=== Отрывок из текста ===
Избранное - Фурман Дмитрий Ефимович 2 стр.


Фурман, по его собственному признанию, изобрел велосипед. В условиях изоляции советские ученые постоянно изобретали велосипеды. Только погодите впадать в патриотическую гордость или, наоборот, презрение. Параллельное открытие весьма распространено в науке. Этим занимались много и весьма плодотворно даже во Франции, где интеллектуальная среда была традиционно обособлена и чувством национального приоритета, и структурами господствующего философского образования. Первейший пример – Мишель Фуко, который не знал работ Макса Вебера и Эрвинга Гоффмана. Среди прочего Фуко переоткрыл веберовскую теорию исторической рационализации власти и гоффмановский анализ тотальных институций. В итоге вышли все же теории Фуко, а не Вебера и Гоффмана. Прочтение Фуко вместе с Вебером создает интересный стереоскопический эффект. Точно так же Фурмана надо читать не вместо Манна или Коллинза, а наряду с ними.

Отечественные «велосипеды», как большинство прототипов, большей частью выходили громоздкими и излишне усложненными. Особенно грешили у нас усложнением языка. Но порою случались настоящие шедевры ясности и кулибинской изобретательности, оказывавшиеся прорывами на переднем краю современной науки. Прочитанная под этим углом статья о Китае, включенная в этот сборник, сегодня производит впечатление еще более сильное, чем тридцать лет назад. Быть может, оттого, что Д. Е. Фурман и Л. С. Васильев взялись за объяснение религии Китая несколькими поколениями после Макса Вебера, когда историческая наука накопила куда больше знаний, либо потому, что наши авторы были свободны от обуревавших Вебера протестантских комплексов, их интерпретация конфуцианства (не в обиду Веберу, которого мы ценим за многие другие работы) вышла более разработанной и обоснованной, чем у великого немецкого предшественника.

Фурман дает нам надежную платформу для понимания того, как в реальном историческом мире соотносятся и как внутренне эволюционировали различные цивилизации, как в этих макрорамках уже в современную эпоху возникали национальные проекты и идентичности. Всемирно исторический охват фурмановских интересов становится очевиден из оглавления. Тут и китайское конфуцианство с его продолжающейся в колоссальном экономическом росте наших дней тысячелетней традицией рационально-ответственного управления государством и обществом, и принципиально немирской индуизм с причудливо переплетающимися ответвлениями, и дилеммы исламского самосознания, и парадоксальные отношения иудаизма с сионизмом (реально существующим в Израиле, а не мифологическим), и далеко не в последнюю очередь историко-институциональный анализ западного и восточного христианства.
===
Вопросы и задания:
**a)** Переведите, пожалуйста, на английский язык предложение из отрывка: «Параллельное открытие весьма распространено в науке.»
**b)** Чьих работ, согласно отрывку, не знал Мишель Фуко?
=== Предоставленные строки ===
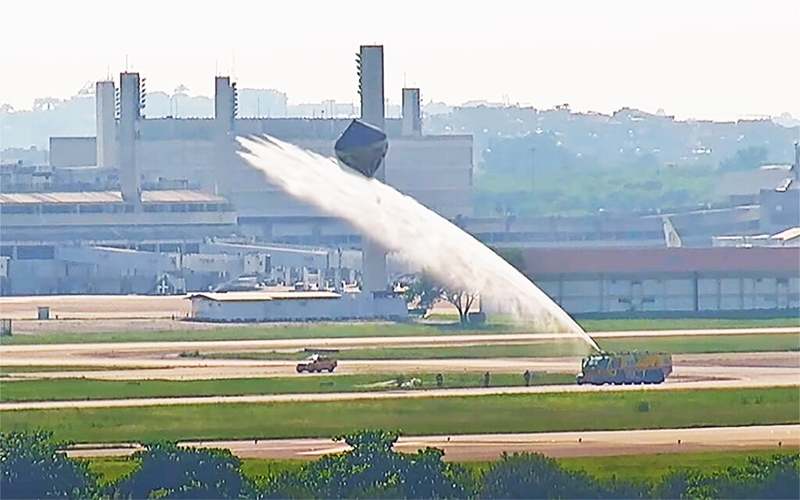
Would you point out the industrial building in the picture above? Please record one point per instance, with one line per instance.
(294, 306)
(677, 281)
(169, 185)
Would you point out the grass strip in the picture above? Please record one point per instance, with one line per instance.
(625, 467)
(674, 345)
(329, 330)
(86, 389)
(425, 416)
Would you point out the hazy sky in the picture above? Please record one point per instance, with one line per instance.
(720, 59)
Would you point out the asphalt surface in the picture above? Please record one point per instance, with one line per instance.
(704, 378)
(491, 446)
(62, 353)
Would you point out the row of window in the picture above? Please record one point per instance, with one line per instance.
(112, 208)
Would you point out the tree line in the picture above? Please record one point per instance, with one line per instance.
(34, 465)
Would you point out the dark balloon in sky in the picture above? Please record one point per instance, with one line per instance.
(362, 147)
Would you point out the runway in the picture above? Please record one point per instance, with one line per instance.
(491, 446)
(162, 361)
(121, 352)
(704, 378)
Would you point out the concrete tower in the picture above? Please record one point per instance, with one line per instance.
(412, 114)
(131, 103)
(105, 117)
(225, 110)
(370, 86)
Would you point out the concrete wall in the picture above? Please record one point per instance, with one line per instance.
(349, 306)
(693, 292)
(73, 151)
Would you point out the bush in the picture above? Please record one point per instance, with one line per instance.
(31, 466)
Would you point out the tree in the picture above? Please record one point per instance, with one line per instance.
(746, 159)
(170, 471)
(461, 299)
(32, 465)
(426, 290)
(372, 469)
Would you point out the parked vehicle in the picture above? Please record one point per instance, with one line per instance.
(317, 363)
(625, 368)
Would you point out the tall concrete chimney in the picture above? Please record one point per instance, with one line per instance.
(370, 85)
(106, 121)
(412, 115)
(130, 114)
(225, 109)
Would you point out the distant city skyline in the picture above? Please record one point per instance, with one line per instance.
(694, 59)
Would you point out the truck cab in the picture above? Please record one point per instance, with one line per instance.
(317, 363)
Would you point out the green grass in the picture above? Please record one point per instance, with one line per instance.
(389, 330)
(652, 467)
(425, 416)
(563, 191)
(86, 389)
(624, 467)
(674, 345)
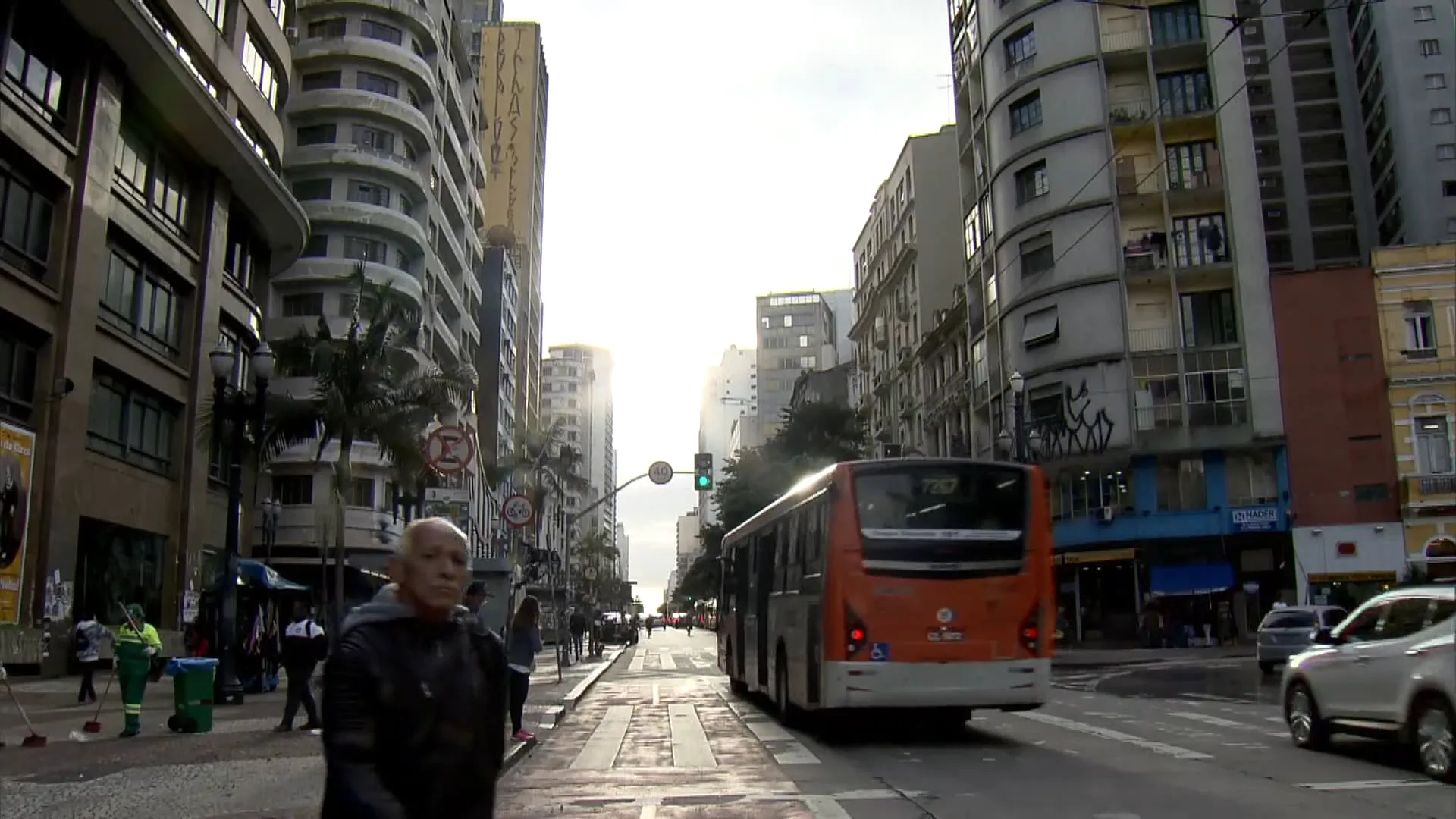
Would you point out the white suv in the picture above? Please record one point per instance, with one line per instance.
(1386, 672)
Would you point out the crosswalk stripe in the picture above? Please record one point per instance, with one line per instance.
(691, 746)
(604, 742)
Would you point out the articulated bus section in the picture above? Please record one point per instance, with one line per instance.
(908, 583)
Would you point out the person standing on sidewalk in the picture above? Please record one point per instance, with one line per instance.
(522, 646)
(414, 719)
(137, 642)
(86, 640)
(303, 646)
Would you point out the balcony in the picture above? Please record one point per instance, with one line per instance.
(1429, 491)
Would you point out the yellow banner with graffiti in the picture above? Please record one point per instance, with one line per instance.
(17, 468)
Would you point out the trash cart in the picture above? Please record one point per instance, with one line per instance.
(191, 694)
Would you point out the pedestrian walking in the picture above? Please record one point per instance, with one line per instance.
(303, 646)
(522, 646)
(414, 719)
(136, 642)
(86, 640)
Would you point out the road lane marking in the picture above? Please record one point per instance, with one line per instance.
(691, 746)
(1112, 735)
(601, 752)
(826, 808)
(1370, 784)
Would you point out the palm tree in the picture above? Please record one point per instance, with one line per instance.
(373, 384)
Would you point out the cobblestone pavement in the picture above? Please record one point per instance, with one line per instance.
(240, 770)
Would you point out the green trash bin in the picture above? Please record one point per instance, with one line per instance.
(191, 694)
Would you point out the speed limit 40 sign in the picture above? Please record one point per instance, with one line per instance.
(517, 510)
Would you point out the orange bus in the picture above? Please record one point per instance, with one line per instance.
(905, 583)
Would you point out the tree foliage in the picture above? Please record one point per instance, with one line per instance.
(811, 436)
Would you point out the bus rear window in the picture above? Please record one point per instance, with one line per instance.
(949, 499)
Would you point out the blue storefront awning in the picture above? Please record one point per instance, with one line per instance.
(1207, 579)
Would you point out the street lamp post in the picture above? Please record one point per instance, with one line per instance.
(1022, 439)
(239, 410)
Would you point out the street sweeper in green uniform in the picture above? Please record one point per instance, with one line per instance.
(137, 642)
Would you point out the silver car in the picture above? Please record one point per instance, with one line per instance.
===
Список решений:
**a)** Parallel discovery is quite common in science.

**b)** Работ Макса Вебера и Эрвинга Гоффмана.